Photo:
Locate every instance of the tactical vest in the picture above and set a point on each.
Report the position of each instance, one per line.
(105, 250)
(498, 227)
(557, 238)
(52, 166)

• Exercise objective: Convert the items above into a two-column CSV with the header row request,answer and one row for each item. Put each item's text and its answer in their own quoted fields, with line breaks replaced by spaces.

• Solved exercise:
request,answer
"Photo: Locate every instance of the tactical vest in the picture above and set a point on each. Report the position of each instance, one per line.","(105, 250) (498, 227) (557, 238) (52, 166)"